To do>
Return everything in the data below from the line containing "of the checkered" down to the line containing "For the scouting record, return for every instance of the lamp", both included, unchanged.

━━━ Records to process ━━━

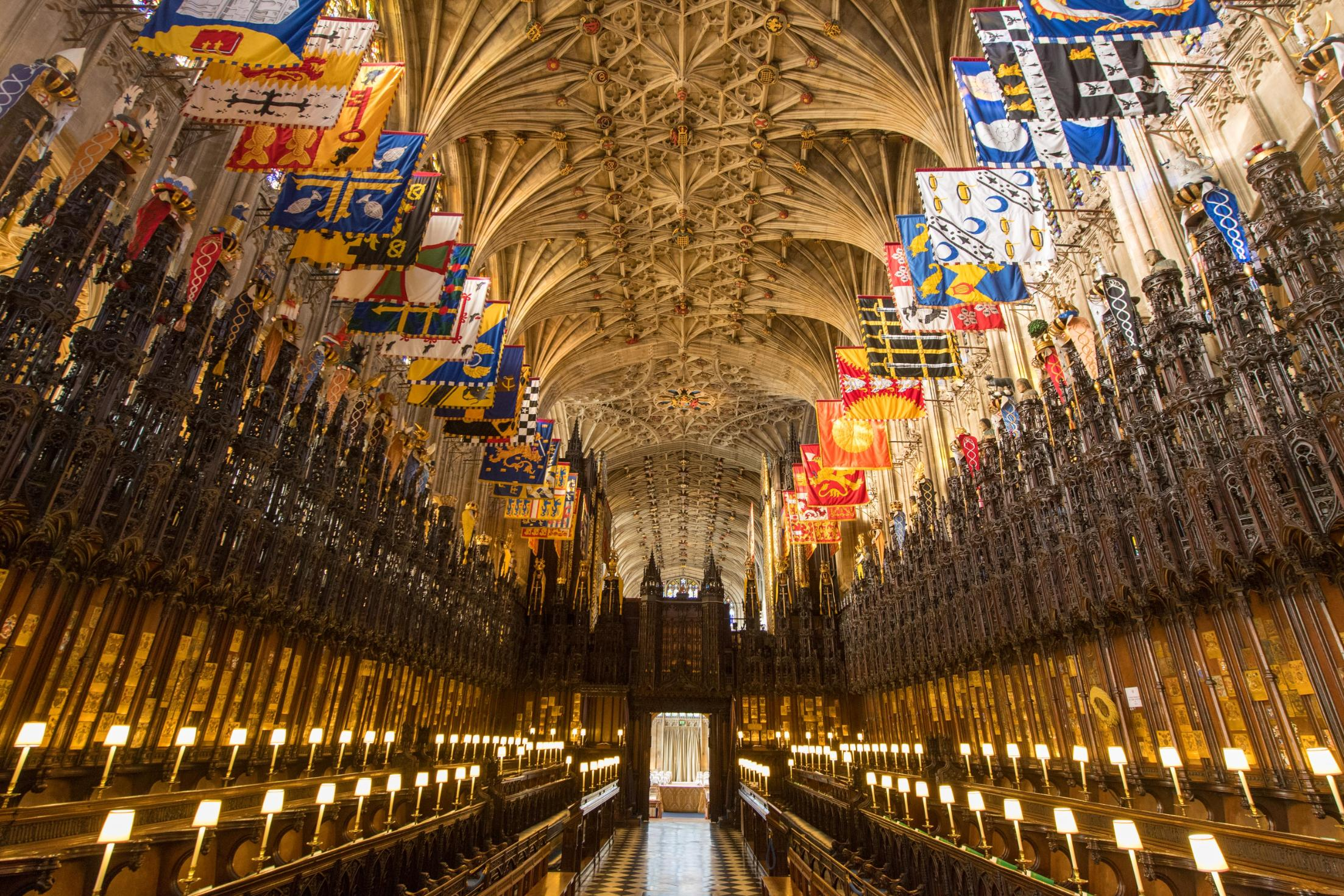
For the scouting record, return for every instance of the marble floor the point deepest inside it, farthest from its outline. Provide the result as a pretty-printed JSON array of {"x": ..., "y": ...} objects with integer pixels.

━━━
━━━ Records to process ━━━

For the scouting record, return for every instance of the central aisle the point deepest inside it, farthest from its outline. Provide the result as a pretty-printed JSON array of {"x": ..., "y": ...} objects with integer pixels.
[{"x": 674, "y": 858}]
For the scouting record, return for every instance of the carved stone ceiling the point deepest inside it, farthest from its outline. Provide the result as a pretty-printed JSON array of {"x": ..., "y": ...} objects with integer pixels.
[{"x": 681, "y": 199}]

━━━
━━━ Records to process ━━━

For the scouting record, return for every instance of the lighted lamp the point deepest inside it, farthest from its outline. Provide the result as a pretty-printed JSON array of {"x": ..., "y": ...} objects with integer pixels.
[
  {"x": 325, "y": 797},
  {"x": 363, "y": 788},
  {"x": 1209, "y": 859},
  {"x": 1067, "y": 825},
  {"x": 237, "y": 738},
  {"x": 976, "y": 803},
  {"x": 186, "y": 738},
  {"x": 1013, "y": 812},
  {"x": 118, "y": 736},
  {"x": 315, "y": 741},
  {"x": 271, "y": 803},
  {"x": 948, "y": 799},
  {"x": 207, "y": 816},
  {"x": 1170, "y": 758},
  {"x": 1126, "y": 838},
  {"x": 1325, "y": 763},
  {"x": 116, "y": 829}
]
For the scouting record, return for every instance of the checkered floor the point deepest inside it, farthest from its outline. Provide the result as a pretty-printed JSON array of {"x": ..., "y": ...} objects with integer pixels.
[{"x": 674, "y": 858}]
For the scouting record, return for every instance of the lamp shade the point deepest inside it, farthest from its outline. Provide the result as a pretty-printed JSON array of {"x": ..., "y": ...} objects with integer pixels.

━━━

Problem solution>
For the scouting record, return for every instance of the checkered floor the point deepest inside it, farthest from its outline. Provide the result as a pretty-printed JSON array of {"x": ..., "y": ...} objects with integer pixels.
[{"x": 674, "y": 858}]
For the scouting record, return for every instance of the lamp shade the point deepest inside it, farthest from its outline. Provide the result as a pretty-printed JSON array of {"x": ..., "y": ...} objects with integer pixels.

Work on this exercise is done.